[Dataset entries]
----------------

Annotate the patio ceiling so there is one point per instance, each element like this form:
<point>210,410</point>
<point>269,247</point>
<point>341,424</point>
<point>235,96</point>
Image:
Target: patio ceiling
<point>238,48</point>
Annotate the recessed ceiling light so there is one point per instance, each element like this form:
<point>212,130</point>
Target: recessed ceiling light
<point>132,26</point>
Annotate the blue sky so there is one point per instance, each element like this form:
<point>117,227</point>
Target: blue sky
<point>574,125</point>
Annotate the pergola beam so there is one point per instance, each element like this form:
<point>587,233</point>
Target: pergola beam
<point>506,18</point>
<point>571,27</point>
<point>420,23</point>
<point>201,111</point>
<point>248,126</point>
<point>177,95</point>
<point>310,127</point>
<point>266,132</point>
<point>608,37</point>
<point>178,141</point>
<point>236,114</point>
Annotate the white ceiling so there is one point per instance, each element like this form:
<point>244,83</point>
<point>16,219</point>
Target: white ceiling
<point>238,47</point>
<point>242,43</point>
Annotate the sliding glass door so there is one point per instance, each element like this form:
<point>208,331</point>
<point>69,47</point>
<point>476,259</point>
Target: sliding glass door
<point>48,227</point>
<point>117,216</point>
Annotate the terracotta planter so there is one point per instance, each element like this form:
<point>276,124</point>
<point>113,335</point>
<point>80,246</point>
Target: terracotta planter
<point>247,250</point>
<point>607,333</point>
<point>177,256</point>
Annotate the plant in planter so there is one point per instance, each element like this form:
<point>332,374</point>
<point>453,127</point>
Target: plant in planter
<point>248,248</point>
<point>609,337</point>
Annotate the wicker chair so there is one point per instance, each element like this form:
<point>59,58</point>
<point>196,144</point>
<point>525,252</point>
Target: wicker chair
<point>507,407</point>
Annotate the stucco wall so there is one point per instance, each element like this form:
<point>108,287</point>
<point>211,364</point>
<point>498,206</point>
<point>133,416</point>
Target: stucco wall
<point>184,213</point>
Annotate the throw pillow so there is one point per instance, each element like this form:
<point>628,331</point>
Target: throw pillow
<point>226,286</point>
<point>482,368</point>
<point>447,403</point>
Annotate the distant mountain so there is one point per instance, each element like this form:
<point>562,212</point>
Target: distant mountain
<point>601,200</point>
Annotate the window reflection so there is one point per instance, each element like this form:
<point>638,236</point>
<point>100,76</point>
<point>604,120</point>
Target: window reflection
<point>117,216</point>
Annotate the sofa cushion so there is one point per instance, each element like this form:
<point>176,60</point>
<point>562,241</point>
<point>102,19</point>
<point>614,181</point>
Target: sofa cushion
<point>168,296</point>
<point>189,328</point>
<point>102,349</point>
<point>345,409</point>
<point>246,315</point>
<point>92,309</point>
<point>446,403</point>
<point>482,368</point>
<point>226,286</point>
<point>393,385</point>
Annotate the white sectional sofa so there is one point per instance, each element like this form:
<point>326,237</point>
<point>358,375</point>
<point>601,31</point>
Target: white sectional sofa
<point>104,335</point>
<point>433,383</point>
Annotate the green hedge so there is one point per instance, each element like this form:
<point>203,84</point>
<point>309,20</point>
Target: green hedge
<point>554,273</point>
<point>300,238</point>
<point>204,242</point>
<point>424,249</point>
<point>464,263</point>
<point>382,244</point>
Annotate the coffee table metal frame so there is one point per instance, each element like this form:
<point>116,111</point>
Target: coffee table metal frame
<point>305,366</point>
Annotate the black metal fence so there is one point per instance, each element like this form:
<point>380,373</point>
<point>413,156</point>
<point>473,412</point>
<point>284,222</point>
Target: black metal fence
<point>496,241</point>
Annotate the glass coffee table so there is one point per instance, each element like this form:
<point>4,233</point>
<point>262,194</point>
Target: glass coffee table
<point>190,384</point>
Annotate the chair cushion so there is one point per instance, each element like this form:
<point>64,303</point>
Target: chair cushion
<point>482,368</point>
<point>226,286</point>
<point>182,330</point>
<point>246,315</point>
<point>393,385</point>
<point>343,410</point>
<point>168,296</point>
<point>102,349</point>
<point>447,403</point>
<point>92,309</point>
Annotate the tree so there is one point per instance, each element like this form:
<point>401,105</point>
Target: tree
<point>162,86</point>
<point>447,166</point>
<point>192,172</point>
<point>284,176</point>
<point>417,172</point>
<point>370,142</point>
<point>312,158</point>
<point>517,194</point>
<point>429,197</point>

----------------

▶ [TASK OBJECTIVE]
Reproduce each line of the listing above word for word.

▶ [WRITTEN REPLY]
Annotate the patio ceiling so there is one point per instance, each element like this form:
<point>210,410</point>
<point>269,247</point>
<point>341,424</point>
<point>235,96</point>
Image:
Target: patio ceiling
<point>238,48</point>
Annotate the recessed ceiling light so there is one point per instance, each element like this form:
<point>212,130</point>
Target: recessed ceiling light
<point>132,26</point>
Annotate the blue sky so there is one point per instance, each element like this form:
<point>117,227</point>
Target: blue sky
<point>574,125</point>
Annotate the pergola beam so there is one point per instance, each element like this form:
<point>587,233</point>
Target: pergola beam
<point>506,18</point>
<point>571,27</point>
<point>420,23</point>
<point>201,111</point>
<point>248,126</point>
<point>177,95</point>
<point>310,127</point>
<point>266,132</point>
<point>608,37</point>
<point>178,141</point>
<point>236,114</point>
Annotate the white ceiling so there is one point per instance, each element like this form:
<point>244,83</point>
<point>16,219</point>
Target: white ceiling
<point>238,47</point>
<point>242,43</point>
Annotate the sliding glass door so there is one point per instance, each element like this form:
<point>208,331</point>
<point>69,47</point>
<point>476,259</point>
Target: sliding glass door
<point>48,227</point>
<point>117,216</point>
Annotate the terracotta planter so there is one point per instance, each element like this form:
<point>276,124</point>
<point>113,335</point>
<point>80,246</point>
Target: terracotta planter
<point>247,250</point>
<point>607,333</point>
<point>177,256</point>
Annotate the plant in planter so there is one point per instance, each element like this form:
<point>332,374</point>
<point>453,127</point>
Target: plant in planter
<point>248,248</point>
<point>609,337</point>
Annotate the wicker chair so there is one point per instance, each element like this form:
<point>59,58</point>
<point>196,144</point>
<point>525,252</point>
Target: wicker chair
<point>507,407</point>
Annotate the stucco wall so there is one point per instance, each element like this form:
<point>108,287</point>
<point>211,364</point>
<point>498,206</point>
<point>133,416</point>
Target: stucco wall
<point>184,213</point>
Annotate the throw pillow so there is one point per instance, each element like this form:
<point>628,331</point>
Target: throw pillow
<point>226,286</point>
<point>482,368</point>
<point>447,403</point>
Annotate the distant mountain so there is one point per instance, each element like this form:
<point>562,212</point>
Target: distant mountain
<point>601,200</point>
Annotate the window reflection so there is one point per instance, each element like this form:
<point>638,236</point>
<point>100,76</point>
<point>604,120</point>
Target: window reflection
<point>117,216</point>
Annotate the sofa cushion so there is one point per instance, each element like this form:
<point>176,60</point>
<point>562,241</point>
<point>102,19</point>
<point>614,181</point>
Target: sofa cushion
<point>168,296</point>
<point>189,328</point>
<point>102,349</point>
<point>345,409</point>
<point>246,315</point>
<point>92,309</point>
<point>446,403</point>
<point>482,368</point>
<point>226,286</point>
<point>393,385</point>
Annotate the white sectional sofa so there is one point per instance, each element like this form:
<point>326,237</point>
<point>358,375</point>
<point>601,31</point>
Target: white sectional sofa
<point>104,335</point>
<point>433,383</point>
Annotate the green hedge so there is one point per instance, each element like this form:
<point>203,84</point>
<point>309,20</point>
Target: green hedge
<point>554,273</point>
<point>300,238</point>
<point>204,242</point>
<point>424,249</point>
<point>464,263</point>
<point>382,244</point>
Annotate the coffee table metal frame so there is one point per instance, each element like this form:
<point>116,111</point>
Target: coffee table metal frame
<point>305,366</point>
Annotate the black metal fence so there is one point per instance, each element like this form:
<point>380,373</point>
<point>413,156</point>
<point>473,412</point>
<point>284,222</point>
Target: black metal fence
<point>496,241</point>
Annotate the glass coffee table so there is one point per instance, each element like this form:
<point>4,233</point>
<point>262,194</point>
Target: glass coffee table
<point>190,384</point>
Annotate the chair cushion so there is one point per instance, each element like this form:
<point>64,303</point>
Target: chair cushion
<point>482,368</point>
<point>226,286</point>
<point>182,330</point>
<point>246,315</point>
<point>393,385</point>
<point>343,410</point>
<point>168,296</point>
<point>102,349</point>
<point>447,403</point>
<point>92,309</point>
Annotate the tree so there is one point per instance, each element like this form:
<point>401,105</point>
Target: tree
<point>162,86</point>
<point>447,166</point>
<point>192,172</point>
<point>284,176</point>
<point>417,172</point>
<point>370,142</point>
<point>312,158</point>
<point>517,194</point>
<point>429,197</point>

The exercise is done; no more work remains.